## Records for the exercise
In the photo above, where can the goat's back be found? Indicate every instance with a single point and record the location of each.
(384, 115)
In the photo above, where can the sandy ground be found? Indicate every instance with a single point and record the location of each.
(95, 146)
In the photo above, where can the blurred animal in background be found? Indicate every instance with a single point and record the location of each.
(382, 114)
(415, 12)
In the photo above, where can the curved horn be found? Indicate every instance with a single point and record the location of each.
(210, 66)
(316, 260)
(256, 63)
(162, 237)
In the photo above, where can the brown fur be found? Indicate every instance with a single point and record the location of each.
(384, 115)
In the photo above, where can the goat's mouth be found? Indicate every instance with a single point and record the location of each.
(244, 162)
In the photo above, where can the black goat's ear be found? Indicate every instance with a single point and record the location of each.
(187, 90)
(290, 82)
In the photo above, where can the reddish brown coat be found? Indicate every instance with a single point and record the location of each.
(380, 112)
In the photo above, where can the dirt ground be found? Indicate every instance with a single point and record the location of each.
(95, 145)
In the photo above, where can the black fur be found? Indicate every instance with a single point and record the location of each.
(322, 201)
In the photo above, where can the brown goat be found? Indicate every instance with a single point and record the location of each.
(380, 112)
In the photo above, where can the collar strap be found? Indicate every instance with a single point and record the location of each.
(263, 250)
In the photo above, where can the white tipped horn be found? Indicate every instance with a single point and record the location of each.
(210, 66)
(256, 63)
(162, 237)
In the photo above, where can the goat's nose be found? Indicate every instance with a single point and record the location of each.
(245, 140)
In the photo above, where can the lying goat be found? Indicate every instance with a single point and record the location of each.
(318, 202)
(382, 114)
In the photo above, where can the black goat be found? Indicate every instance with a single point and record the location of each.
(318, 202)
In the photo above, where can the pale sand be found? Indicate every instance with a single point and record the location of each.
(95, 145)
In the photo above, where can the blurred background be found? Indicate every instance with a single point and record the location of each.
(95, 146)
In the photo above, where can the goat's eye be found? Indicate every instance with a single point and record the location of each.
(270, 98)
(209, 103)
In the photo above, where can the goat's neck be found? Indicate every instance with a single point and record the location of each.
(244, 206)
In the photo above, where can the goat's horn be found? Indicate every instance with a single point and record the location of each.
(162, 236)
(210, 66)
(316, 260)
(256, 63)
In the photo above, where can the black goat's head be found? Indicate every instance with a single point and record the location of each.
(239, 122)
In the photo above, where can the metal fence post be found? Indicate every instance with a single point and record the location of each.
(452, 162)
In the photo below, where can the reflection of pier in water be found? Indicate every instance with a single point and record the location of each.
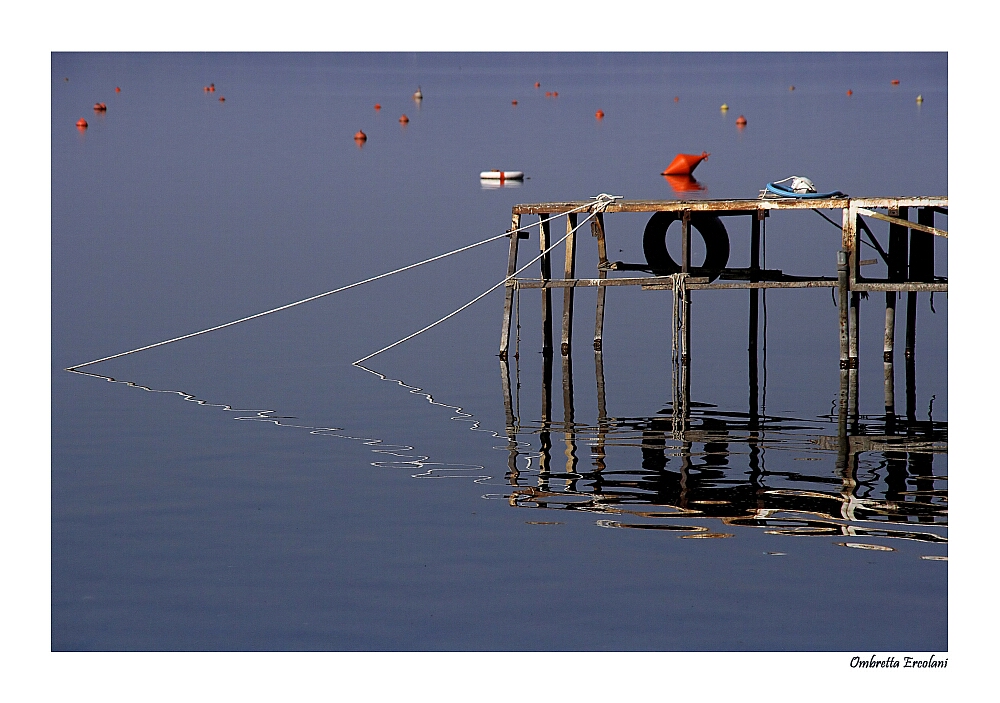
(695, 463)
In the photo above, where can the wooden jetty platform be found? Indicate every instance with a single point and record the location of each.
(907, 251)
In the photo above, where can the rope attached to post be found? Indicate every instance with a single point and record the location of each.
(601, 204)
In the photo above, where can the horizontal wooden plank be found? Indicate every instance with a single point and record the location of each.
(736, 206)
(905, 223)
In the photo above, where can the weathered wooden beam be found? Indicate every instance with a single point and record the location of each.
(569, 274)
(906, 223)
(597, 228)
(515, 236)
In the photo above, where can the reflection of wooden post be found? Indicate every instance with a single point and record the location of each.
(569, 272)
(508, 406)
(546, 273)
(545, 455)
(508, 303)
(599, 452)
(569, 429)
(597, 228)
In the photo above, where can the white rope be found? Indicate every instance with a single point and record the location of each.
(603, 200)
(509, 233)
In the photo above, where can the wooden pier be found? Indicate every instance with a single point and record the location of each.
(908, 253)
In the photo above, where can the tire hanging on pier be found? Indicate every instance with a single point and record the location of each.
(712, 231)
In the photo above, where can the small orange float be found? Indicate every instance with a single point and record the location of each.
(684, 164)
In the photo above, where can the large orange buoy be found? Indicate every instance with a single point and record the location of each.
(684, 164)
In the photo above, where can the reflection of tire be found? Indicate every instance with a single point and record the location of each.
(711, 229)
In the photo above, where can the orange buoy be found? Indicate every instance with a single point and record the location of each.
(684, 164)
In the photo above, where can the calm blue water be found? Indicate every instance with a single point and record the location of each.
(355, 515)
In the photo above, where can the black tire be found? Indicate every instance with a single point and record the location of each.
(712, 231)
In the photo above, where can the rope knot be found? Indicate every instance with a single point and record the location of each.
(602, 201)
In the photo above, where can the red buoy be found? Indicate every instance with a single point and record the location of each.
(684, 164)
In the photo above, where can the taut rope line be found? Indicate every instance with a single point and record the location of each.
(321, 295)
(603, 200)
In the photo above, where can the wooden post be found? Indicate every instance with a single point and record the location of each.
(754, 324)
(569, 273)
(843, 294)
(546, 274)
(597, 228)
(508, 303)
(897, 272)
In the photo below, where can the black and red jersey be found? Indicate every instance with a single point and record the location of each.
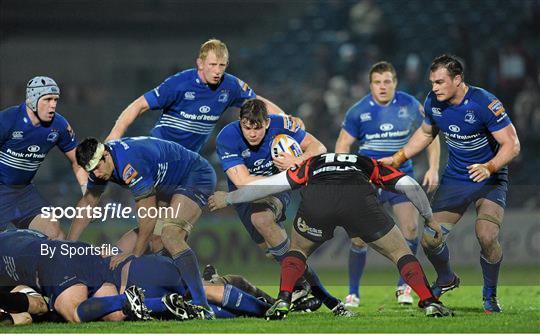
(346, 169)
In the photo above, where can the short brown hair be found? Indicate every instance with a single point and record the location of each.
(254, 112)
(219, 48)
(382, 67)
(451, 63)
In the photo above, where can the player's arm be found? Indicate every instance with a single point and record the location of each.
(80, 173)
(344, 142)
(421, 138)
(89, 200)
(240, 176)
(255, 190)
(275, 109)
(127, 117)
(431, 178)
(508, 150)
(310, 147)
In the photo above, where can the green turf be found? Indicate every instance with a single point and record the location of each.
(378, 313)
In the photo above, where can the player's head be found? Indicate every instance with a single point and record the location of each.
(95, 157)
(382, 82)
(212, 61)
(254, 121)
(42, 95)
(446, 76)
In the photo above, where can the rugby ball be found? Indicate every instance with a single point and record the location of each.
(284, 143)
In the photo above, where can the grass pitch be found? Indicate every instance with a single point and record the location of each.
(378, 313)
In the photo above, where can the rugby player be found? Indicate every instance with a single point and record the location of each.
(159, 174)
(383, 121)
(27, 133)
(244, 149)
(481, 142)
(338, 192)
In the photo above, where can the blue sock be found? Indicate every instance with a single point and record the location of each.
(237, 300)
(490, 272)
(357, 263)
(413, 245)
(187, 264)
(280, 250)
(318, 290)
(93, 309)
(155, 305)
(222, 313)
(440, 258)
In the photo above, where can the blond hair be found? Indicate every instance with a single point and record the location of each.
(219, 48)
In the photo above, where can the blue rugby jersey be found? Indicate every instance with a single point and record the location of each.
(467, 129)
(192, 108)
(147, 165)
(233, 149)
(24, 146)
(383, 130)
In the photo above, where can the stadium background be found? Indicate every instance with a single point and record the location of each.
(309, 57)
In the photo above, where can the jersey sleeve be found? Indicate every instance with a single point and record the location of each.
(299, 176)
(351, 123)
(66, 139)
(243, 93)
(165, 94)
(227, 150)
(381, 175)
(493, 113)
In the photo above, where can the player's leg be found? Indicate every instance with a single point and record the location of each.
(393, 246)
(488, 222)
(407, 218)
(357, 263)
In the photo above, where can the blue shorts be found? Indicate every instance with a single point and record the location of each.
(245, 211)
(198, 185)
(395, 198)
(455, 195)
(59, 273)
(156, 275)
(19, 205)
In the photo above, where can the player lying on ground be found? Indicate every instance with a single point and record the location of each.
(338, 192)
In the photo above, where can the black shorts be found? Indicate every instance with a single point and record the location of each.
(353, 207)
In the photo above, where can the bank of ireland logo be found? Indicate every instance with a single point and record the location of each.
(34, 148)
(469, 117)
(204, 109)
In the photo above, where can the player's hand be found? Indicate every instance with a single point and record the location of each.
(285, 161)
(479, 172)
(116, 260)
(217, 200)
(298, 121)
(386, 160)
(438, 236)
(431, 180)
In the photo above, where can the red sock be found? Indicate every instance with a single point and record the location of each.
(412, 273)
(293, 267)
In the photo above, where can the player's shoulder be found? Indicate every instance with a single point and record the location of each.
(404, 98)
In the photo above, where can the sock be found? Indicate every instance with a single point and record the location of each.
(280, 250)
(95, 308)
(155, 305)
(490, 272)
(413, 245)
(187, 264)
(238, 301)
(222, 313)
(293, 267)
(440, 258)
(411, 271)
(357, 263)
(318, 290)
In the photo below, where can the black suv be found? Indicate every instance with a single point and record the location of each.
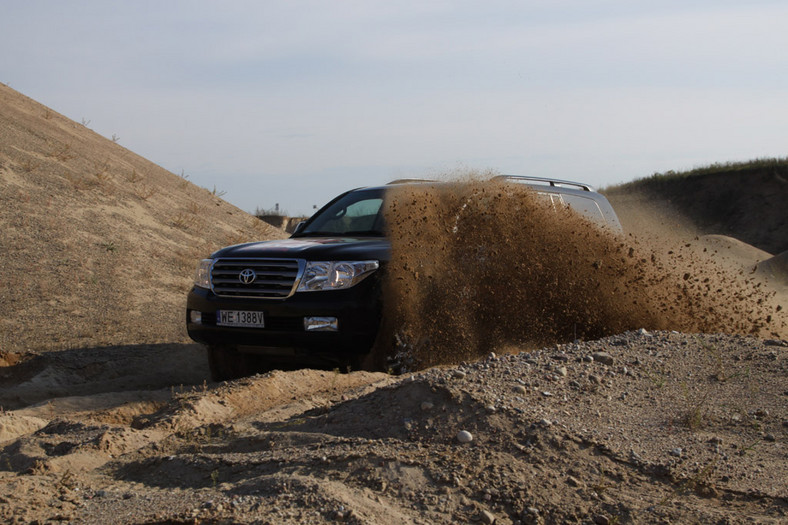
(315, 299)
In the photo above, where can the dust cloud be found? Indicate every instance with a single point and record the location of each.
(478, 266)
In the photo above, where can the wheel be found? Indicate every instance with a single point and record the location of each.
(227, 363)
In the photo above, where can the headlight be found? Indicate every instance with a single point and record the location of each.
(202, 277)
(334, 275)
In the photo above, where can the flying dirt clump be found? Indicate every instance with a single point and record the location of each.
(479, 265)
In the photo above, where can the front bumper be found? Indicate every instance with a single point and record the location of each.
(357, 310)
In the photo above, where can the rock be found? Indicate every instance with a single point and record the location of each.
(463, 436)
(603, 357)
(488, 518)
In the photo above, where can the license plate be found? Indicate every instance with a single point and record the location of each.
(243, 318)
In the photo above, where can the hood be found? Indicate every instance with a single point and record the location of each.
(313, 249)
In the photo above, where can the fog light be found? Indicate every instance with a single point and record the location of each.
(321, 324)
(195, 317)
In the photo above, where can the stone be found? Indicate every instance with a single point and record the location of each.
(486, 517)
(463, 436)
(603, 357)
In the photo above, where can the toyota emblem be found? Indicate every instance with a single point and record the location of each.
(247, 276)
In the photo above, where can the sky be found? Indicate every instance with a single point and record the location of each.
(293, 102)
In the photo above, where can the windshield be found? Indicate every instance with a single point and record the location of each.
(354, 213)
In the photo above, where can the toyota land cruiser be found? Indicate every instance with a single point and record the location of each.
(315, 299)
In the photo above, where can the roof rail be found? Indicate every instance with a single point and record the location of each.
(545, 181)
(408, 181)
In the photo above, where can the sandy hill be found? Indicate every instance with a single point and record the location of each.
(98, 244)
(741, 200)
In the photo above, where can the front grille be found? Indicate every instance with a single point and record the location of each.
(273, 278)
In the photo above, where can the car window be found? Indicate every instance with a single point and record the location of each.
(356, 212)
(585, 207)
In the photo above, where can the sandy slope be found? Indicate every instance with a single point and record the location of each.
(636, 428)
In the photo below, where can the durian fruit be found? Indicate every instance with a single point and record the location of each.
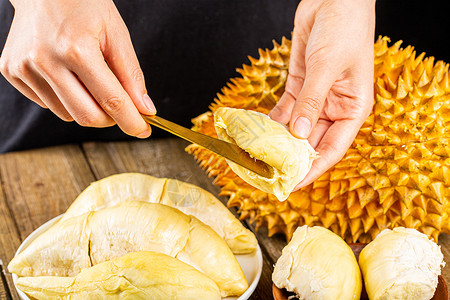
(401, 264)
(129, 227)
(289, 157)
(137, 275)
(396, 172)
(188, 198)
(318, 264)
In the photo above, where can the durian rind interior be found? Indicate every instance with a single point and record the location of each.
(264, 139)
(95, 237)
(401, 264)
(318, 264)
(188, 198)
(396, 172)
(137, 275)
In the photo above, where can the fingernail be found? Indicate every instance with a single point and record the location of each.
(149, 104)
(302, 127)
(145, 134)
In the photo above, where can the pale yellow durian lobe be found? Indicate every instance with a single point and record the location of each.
(185, 197)
(129, 227)
(318, 264)
(141, 275)
(401, 263)
(408, 116)
(264, 139)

## Direction
Your output should consist solely of the lines from the line containing "In the photo above, where can the sandy hill" through the end of the data above, copied exactly, with images removed.

## Task result
In the photo above, where can the sandy hill be found? Indicate every instance with a single point and record the location of each.
(98, 244)
(741, 200)
In the photo above, where can the front grille be found? Indicate every instance with a single point and record the location of each.
(273, 278)
In the photo above, where can the car window be found? Indicate every instance with a single point and record the location of each.
(356, 212)
(585, 207)
In the photo above, where can the sandy slope be found? Indicate every instance with a single point and record the location of each.
(636, 428)
In the photo below, where can the durian fruit be found? Indicate every instance with a single point and record the location of each.
(401, 264)
(129, 227)
(289, 157)
(137, 275)
(396, 172)
(188, 198)
(318, 264)
In the photo above, where can the durian rind interior be found? Indicate every instance with a single point and record the location of each.
(264, 139)
(95, 237)
(401, 264)
(318, 264)
(188, 198)
(396, 172)
(137, 275)
In the photo above, where can the fingernail be found? Indicate every instance with a single point and record the location of each.
(149, 104)
(302, 127)
(145, 134)
In the photo above, where can the pale yellow durian lobe be found? Indicate every instance with a single point and record the location of each.
(185, 197)
(129, 227)
(318, 264)
(141, 275)
(401, 263)
(408, 116)
(264, 139)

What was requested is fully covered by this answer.